▸ **Data lines**:
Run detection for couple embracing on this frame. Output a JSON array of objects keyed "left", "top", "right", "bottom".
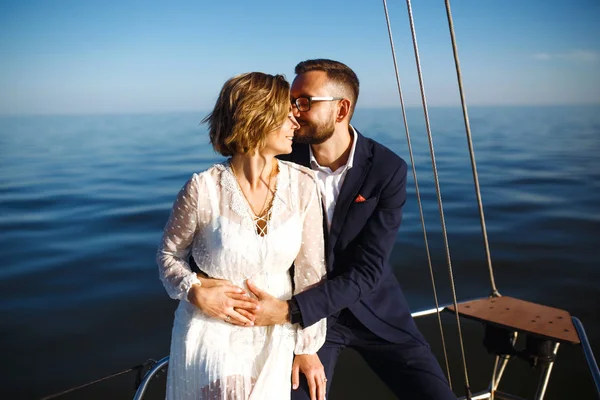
[{"left": 157, "top": 59, "right": 456, "bottom": 400}]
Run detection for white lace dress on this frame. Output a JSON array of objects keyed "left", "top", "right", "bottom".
[{"left": 152, "top": 161, "right": 326, "bottom": 400}]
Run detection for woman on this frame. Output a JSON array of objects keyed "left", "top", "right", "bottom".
[{"left": 157, "top": 72, "right": 326, "bottom": 400}]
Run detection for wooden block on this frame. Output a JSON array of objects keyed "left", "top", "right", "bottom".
[{"left": 446, "top": 296, "right": 580, "bottom": 344}]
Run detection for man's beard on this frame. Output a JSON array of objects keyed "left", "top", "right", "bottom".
[{"left": 294, "top": 120, "right": 335, "bottom": 144}]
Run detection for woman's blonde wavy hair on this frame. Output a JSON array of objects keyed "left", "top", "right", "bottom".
[{"left": 202, "top": 72, "right": 290, "bottom": 157}]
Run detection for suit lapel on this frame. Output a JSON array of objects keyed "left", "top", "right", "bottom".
[
  {"left": 290, "top": 144, "right": 310, "bottom": 168},
  {"left": 327, "top": 131, "right": 371, "bottom": 255}
]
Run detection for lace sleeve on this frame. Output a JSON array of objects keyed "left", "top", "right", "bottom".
[
  {"left": 156, "top": 174, "right": 204, "bottom": 300},
  {"left": 294, "top": 173, "right": 327, "bottom": 354}
]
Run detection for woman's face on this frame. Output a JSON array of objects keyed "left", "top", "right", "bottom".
[{"left": 263, "top": 110, "right": 300, "bottom": 155}]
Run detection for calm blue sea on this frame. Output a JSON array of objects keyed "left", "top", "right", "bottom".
[{"left": 0, "top": 106, "right": 600, "bottom": 399}]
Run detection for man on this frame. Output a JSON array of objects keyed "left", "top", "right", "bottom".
[{"left": 243, "top": 59, "right": 456, "bottom": 400}]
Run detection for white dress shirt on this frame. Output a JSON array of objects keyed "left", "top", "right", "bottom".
[{"left": 309, "top": 125, "right": 358, "bottom": 230}]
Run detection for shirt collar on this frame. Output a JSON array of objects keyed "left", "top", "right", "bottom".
[{"left": 308, "top": 125, "right": 358, "bottom": 172}]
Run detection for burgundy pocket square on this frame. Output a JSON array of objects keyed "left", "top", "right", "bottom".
[{"left": 354, "top": 194, "right": 367, "bottom": 203}]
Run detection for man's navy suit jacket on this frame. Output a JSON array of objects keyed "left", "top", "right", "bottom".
[{"left": 280, "top": 131, "right": 425, "bottom": 343}]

▸ **Exercise**:
Reproduce, without any changes, the part of the listing above that opens with the line containing "Run detection for white dress" and closes with the final line of the listing, including both of those lines.

▸ **Written reply**:
Run detection for white dress shirt on this frame. Output a JSON array of objects keyed "left", "top", "right", "bottom".
[{"left": 309, "top": 125, "right": 358, "bottom": 230}]
Run detection for shirt collar on this frame. Output a JSON array of objects keyed "left", "top", "right", "bottom".
[{"left": 308, "top": 125, "right": 358, "bottom": 172}]
Run detection for burgundy pocket square on this frame. Output a JSON array of objects keyed "left", "top", "right", "bottom".
[{"left": 354, "top": 194, "right": 367, "bottom": 203}]
Run detection for man's navy suit jacket on this frame. Output a JSON array of objects keyed "left", "top", "right", "bottom".
[{"left": 280, "top": 131, "right": 425, "bottom": 343}]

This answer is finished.